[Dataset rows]
= = = = = = =
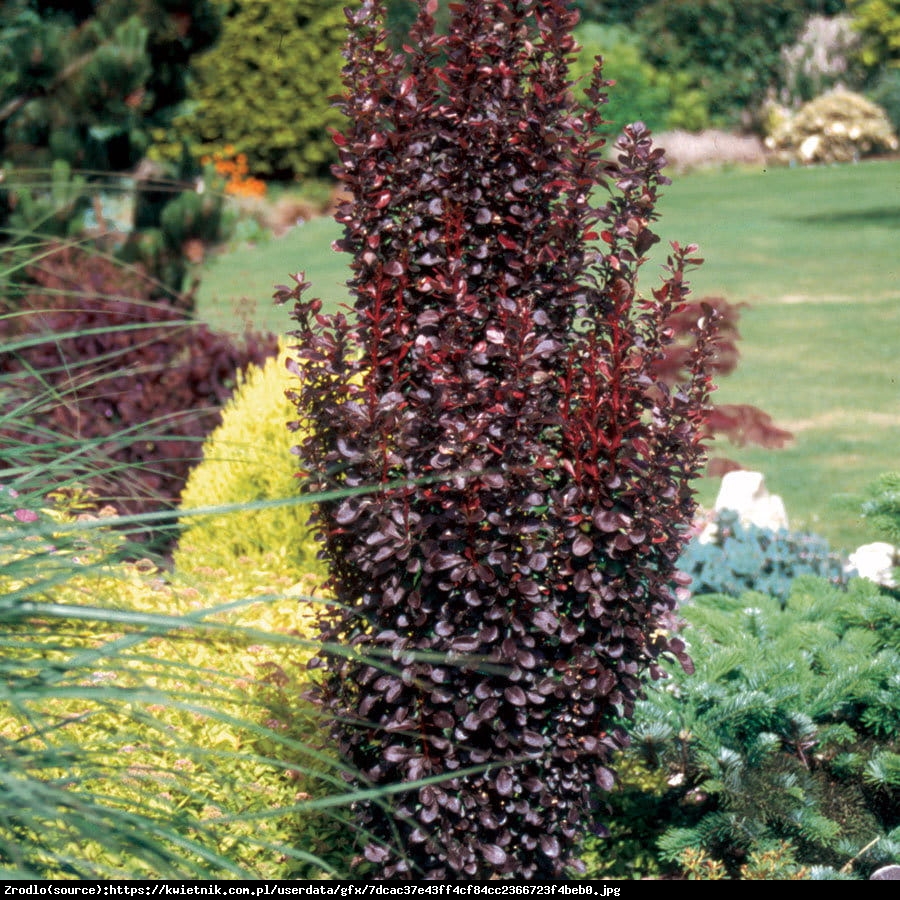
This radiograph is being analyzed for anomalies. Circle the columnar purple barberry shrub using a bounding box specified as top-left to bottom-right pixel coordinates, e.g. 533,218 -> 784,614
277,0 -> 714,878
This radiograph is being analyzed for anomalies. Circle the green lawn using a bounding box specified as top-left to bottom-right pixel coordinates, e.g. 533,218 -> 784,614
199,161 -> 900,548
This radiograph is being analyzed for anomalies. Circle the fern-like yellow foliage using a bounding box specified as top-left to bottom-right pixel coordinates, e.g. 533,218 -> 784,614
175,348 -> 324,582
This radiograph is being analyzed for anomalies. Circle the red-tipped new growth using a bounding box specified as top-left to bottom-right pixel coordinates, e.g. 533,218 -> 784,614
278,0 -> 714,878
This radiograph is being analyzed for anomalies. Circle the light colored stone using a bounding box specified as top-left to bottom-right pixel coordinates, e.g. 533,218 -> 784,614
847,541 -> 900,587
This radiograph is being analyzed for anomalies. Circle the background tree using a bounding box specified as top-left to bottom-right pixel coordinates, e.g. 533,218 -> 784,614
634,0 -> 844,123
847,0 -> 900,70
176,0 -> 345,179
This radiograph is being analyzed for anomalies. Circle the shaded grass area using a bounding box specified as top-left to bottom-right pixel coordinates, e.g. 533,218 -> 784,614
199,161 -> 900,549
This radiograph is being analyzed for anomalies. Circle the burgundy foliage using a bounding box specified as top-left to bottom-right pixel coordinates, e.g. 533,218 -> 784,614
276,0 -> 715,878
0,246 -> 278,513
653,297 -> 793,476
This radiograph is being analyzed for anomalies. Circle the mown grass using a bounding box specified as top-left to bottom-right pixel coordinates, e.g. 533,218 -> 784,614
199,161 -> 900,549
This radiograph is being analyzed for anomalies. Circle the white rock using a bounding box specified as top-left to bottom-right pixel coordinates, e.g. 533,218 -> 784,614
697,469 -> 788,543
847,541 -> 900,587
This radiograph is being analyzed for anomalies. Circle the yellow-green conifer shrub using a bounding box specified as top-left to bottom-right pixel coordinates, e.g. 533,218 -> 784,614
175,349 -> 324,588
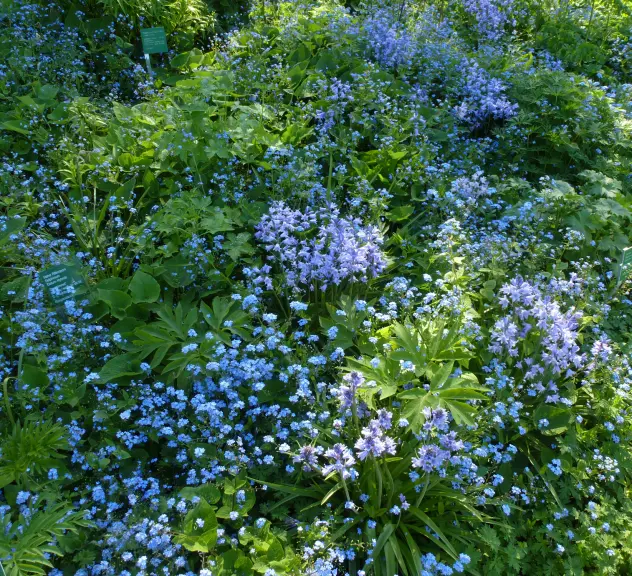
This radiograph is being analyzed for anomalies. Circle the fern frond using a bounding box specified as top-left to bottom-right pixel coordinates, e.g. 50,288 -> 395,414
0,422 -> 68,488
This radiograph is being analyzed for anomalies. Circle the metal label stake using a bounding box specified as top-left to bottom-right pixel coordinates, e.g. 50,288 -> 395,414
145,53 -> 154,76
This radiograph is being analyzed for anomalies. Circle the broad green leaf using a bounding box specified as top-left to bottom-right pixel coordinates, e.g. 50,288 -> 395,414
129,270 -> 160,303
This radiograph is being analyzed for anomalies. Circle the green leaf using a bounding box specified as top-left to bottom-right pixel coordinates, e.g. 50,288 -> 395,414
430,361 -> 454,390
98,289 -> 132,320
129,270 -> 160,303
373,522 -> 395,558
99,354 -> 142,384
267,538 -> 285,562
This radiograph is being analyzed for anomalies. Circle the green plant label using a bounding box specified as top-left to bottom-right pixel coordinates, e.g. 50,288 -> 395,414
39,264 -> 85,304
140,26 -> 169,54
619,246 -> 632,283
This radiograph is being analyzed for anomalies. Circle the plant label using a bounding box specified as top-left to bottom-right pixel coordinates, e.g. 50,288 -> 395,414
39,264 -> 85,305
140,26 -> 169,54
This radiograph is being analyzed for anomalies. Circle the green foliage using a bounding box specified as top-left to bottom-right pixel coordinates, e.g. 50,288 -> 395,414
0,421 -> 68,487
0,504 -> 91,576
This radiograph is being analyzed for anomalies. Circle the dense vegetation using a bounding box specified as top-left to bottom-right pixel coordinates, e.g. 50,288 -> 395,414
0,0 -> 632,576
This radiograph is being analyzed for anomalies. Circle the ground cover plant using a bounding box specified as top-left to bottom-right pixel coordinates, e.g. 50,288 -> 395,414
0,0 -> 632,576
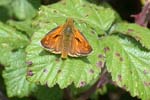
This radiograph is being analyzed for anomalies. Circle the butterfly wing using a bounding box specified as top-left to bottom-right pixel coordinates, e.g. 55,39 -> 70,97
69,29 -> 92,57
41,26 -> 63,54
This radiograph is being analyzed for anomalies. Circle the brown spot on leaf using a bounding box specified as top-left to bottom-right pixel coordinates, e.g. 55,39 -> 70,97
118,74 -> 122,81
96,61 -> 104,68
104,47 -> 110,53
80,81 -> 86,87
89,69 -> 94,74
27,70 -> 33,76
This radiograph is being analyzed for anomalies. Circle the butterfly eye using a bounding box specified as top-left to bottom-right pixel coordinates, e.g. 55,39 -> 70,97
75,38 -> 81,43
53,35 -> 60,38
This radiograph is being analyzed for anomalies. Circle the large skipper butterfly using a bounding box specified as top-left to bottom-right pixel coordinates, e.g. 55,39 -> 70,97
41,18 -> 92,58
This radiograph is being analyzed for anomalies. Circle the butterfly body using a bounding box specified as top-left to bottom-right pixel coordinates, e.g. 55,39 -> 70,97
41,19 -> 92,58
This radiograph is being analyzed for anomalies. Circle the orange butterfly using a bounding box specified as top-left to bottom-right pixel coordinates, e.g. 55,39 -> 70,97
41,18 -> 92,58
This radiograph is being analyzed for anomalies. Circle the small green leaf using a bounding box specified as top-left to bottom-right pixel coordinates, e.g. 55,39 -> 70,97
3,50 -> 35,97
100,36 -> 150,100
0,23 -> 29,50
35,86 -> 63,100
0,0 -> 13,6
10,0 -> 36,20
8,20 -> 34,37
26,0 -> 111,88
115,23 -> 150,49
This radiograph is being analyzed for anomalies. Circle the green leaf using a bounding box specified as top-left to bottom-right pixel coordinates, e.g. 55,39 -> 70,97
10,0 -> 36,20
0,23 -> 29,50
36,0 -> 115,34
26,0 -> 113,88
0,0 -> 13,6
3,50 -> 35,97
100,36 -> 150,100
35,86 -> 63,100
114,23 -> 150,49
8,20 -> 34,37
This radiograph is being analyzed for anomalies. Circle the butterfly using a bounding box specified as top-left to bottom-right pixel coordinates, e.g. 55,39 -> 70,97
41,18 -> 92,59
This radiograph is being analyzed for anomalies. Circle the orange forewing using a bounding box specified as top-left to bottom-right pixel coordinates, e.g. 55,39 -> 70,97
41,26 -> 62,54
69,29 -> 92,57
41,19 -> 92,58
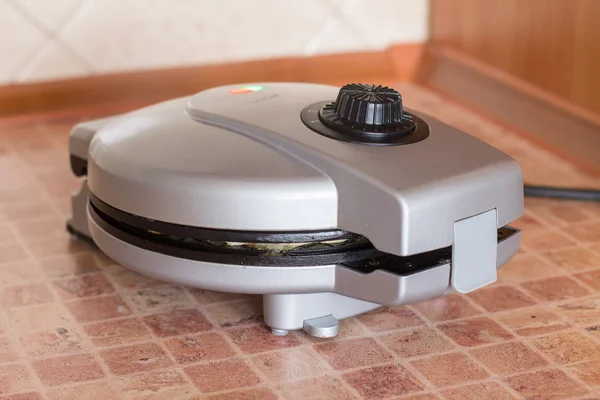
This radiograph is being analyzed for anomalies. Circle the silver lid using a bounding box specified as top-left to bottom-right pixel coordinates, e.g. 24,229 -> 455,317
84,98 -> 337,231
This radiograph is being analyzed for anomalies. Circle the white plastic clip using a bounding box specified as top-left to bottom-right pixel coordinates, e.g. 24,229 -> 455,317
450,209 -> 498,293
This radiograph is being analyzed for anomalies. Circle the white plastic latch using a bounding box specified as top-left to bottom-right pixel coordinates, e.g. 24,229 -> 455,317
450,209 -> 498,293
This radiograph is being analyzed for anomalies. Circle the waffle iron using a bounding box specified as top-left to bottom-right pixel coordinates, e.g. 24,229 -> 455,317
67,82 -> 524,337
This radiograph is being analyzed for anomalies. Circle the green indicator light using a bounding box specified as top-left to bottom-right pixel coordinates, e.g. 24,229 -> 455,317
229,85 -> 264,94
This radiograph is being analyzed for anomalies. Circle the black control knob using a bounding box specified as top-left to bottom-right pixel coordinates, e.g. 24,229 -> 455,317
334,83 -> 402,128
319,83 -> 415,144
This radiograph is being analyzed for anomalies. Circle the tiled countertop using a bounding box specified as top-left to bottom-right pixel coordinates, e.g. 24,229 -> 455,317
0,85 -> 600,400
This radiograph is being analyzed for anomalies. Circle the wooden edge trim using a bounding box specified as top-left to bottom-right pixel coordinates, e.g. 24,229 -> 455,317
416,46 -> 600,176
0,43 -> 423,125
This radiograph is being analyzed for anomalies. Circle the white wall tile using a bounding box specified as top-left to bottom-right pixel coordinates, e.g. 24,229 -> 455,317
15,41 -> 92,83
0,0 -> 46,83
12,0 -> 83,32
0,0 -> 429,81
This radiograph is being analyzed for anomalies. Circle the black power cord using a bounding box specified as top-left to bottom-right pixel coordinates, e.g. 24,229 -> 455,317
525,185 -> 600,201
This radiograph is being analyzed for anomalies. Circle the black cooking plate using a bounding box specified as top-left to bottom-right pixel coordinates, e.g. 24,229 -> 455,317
= = = = = = =
* Aim of the exercise: From the data above, copy out each line that contains the word "orange".

* Response:
This radiograph is being analyzed for anomalies. Circle the orange butterfly using a bounding box specified as top-left to bottom-right pixel coordinates, e.g. 55,39 -> 70,97
This radiograph is being analyzed for anomalies. Circle the orange forewing using a bounding box specified as top-left to bottom-right pixel coordinates, e.g. 55,39 -> 70,97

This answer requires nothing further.